DIRECTIONS:
Substitute "image" for every "photo" in the lines below, keeping everything else the same, and leave the pictures out of your answer.

** BEGIN TASK INPUTS **

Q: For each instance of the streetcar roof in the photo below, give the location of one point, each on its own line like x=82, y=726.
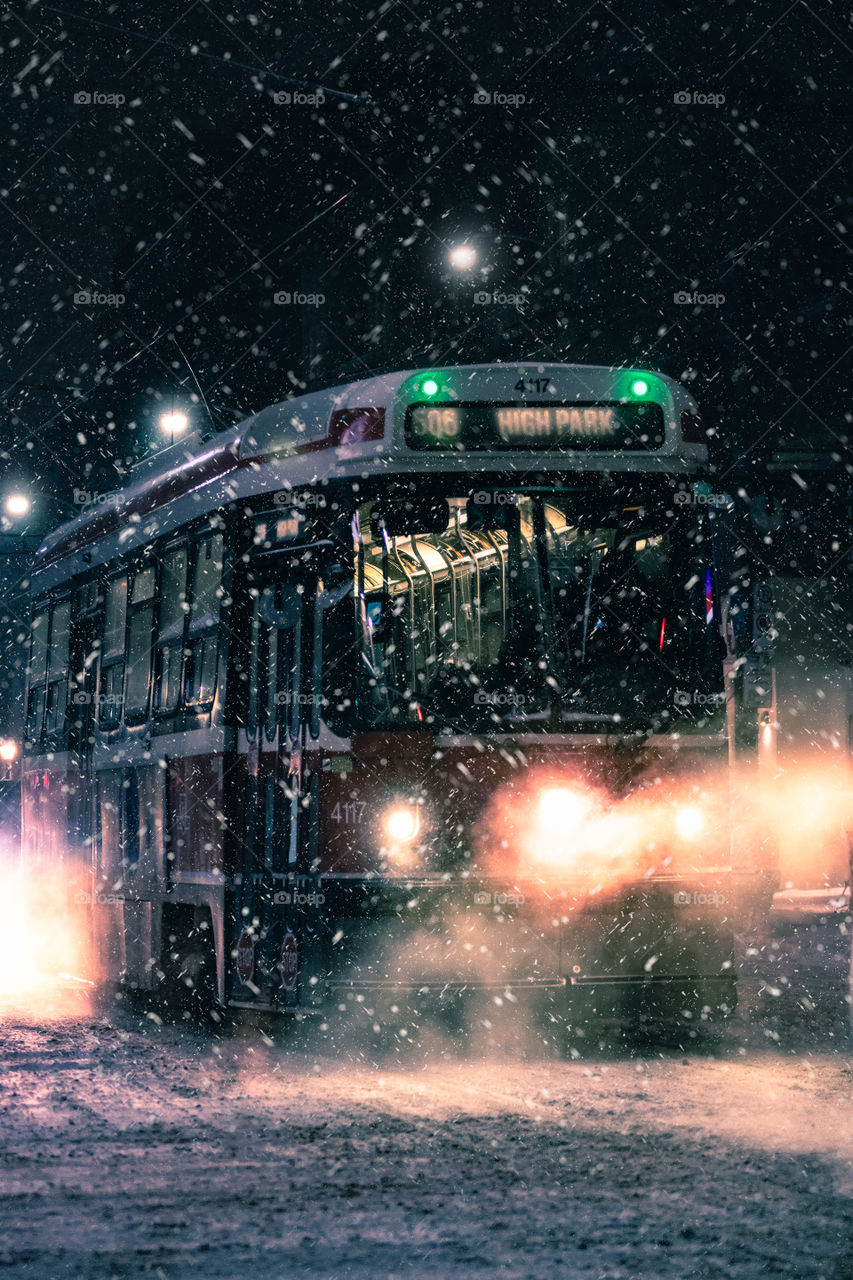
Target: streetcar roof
x=351, y=429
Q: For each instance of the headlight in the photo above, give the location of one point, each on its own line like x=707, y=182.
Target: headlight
x=689, y=822
x=562, y=812
x=401, y=823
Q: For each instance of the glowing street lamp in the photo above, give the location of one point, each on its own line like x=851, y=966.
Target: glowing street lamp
x=17, y=506
x=174, y=423
x=463, y=257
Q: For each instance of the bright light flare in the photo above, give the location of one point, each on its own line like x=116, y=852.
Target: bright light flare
x=174, y=423
x=42, y=936
x=402, y=824
x=689, y=822
x=463, y=257
x=17, y=506
x=562, y=812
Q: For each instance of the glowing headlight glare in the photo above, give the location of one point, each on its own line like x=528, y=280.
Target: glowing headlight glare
x=689, y=822
x=402, y=823
x=561, y=810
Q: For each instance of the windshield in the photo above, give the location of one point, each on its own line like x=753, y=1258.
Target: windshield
x=588, y=607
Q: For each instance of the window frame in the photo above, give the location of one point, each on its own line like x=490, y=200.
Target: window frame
x=147, y=562
x=106, y=663
x=159, y=711
x=36, y=731
x=200, y=634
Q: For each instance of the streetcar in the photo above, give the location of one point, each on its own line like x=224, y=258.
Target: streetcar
x=410, y=690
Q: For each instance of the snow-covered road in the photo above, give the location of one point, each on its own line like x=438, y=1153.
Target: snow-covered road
x=136, y=1148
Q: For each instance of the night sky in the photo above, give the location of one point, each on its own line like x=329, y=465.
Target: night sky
x=172, y=169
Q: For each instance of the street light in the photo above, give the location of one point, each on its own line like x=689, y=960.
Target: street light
x=17, y=506
x=174, y=423
x=463, y=257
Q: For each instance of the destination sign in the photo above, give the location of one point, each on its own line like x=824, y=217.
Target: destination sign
x=536, y=426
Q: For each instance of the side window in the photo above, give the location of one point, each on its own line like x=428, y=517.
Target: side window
x=56, y=699
x=37, y=672
x=204, y=621
x=112, y=681
x=173, y=609
x=138, y=643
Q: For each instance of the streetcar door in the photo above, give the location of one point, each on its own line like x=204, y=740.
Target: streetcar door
x=83, y=644
x=267, y=942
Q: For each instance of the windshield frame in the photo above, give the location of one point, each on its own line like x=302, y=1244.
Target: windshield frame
x=655, y=503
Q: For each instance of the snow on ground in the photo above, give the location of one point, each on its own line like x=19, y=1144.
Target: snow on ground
x=138, y=1148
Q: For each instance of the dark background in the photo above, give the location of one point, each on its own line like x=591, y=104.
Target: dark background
x=598, y=197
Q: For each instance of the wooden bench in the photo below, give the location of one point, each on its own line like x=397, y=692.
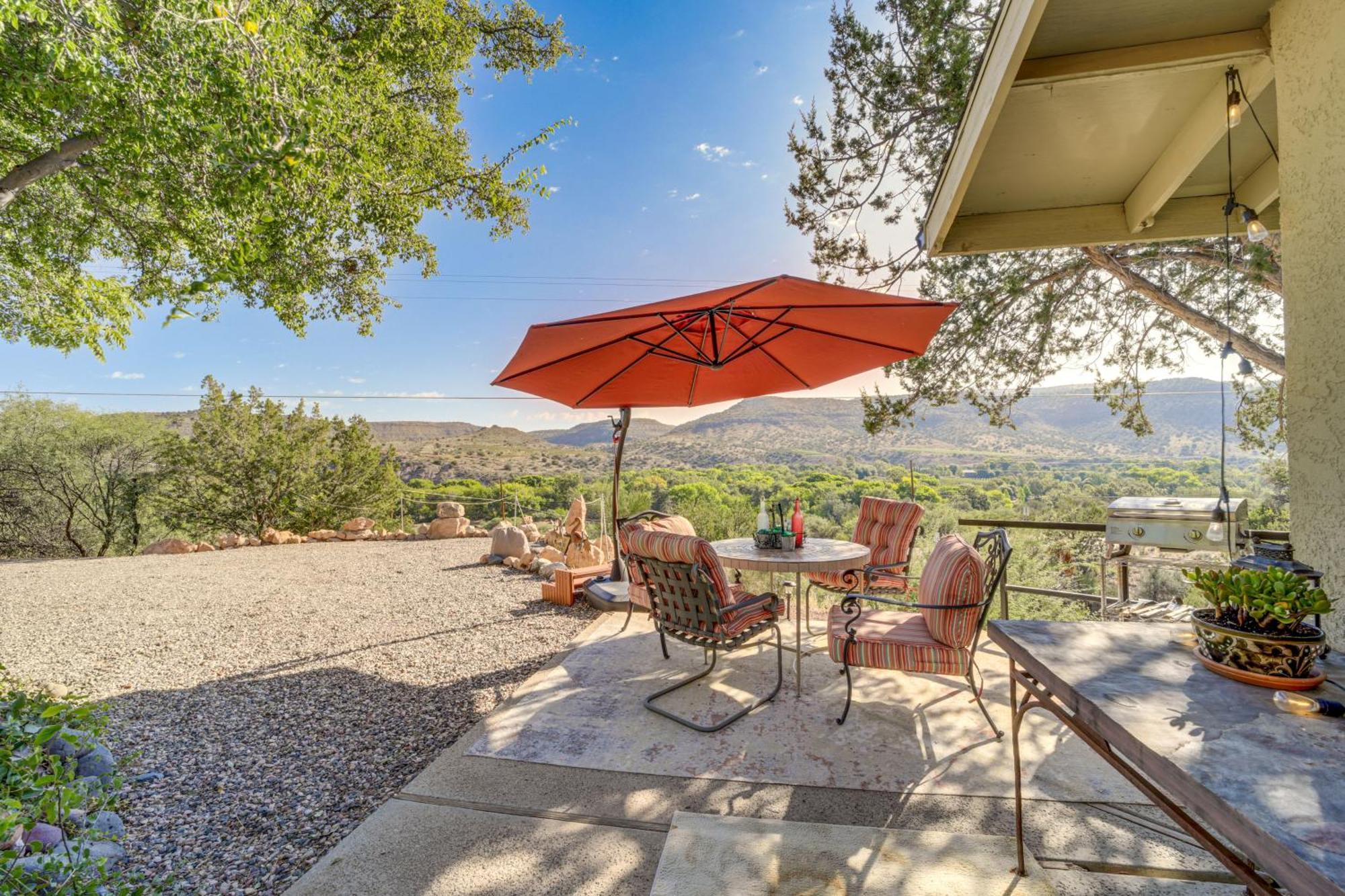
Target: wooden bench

** END TASK INPUTS **

WRITTEN ANSWER:
Q: For each instance of the streetcar roof in the image below, give the location of one point, each on its own line like x=82, y=726.
Target: streetcar roof
x=351, y=429
Q: For each instance of the headlight in the image above, give the location of one point, each on its own line like x=707, y=182.
Target: headlight
x=689, y=822
x=562, y=812
x=401, y=823
Q: For each instance of the glowing street lamp in the image above, give the location of one point, each on its own line like x=851, y=966.
Target: glowing street lamp
x=17, y=506
x=174, y=423
x=463, y=257
Q: For each instance of the bright light flare in the image above, give the location of one point, each on its own line like x=116, y=852.
Target: bright light flare
x=174, y=423
x=42, y=936
x=402, y=824
x=689, y=822
x=463, y=257
x=17, y=506
x=562, y=812
Q: For each instance of the glowing headlight glare in the image above, give the location of one point, each on its own line like x=528, y=280.
Target: glowing headlight glare
x=689, y=822
x=402, y=823
x=561, y=810
Q: For each instance of the windshield in the image above, give the location of one point, each on its own line like x=753, y=1258.
Target: windshield
x=588, y=607
Q: For each instance of the window frame in the image above, give the location of one point, each on its own line like x=490, y=200.
Target: window frame
x=147, y=562
x=106, y=663
x=159, y=711
x=36, y=731
x=200, y=634
Q: For each instance of the streetcar in the image above, give the location of one point, each on its own line like x=224, y=258.
Target: streetcar
x=410, y=690
Q: For each instance of the snow-covered road in the image above, give the location of one point, each on its own line like x=438, y=1153.
Target: snow-covered road
x=136, y=1148
Q: For each instance of the night sky in the image above, give the location of one point, each on its own line like x=329, y=465.
Target: night sky
x=172, y=169
Q: For each instance of the street light in the image above, give the location of one point, each on its own line like x=689, y=960.
Target: street light
x=17, y=506
x=174, y=423
x=463, y=257
Q: For each instance of the destination sign in the image above, give the location of one point, each on its own line like x=824, y=217.
Target: destination sign
x=536, y=426
Q: For each instance of the side window in the image above, give the location of one point, each on its own line like x=428, y=517.
Target: side window
x=56, y=699
x=37, y=672
x=204, y=621
x=112, y=681
x=173, y=609
x=138, y=643
Q: For each instance of the streetcar door in the image above, give the location of one point, each on its own line like x=204, y=740.
Target: streetcar door
x=83, y=644
x=267, y=942
Q: For each instance of the windshield frame in the image above, give the location of one point, each on its own line like x=302, y=1244.
Target: windshield frame
x=655, y=503
Q: For each instance of the snow on ground in the image above, give the location of one point, each on its own line like x=19, y=1144.
Target: snow on ground
x=138, y=1148
Q: For each instance of the dark background in the image above, give the location of one point, each on its own line like x=591, y=104.
Target: dark background
x=598, y=197
Q: For each instance of the wooden bench in the image below, give the location of one point, each on its own line like x=397, y=692.
Target: wooden bench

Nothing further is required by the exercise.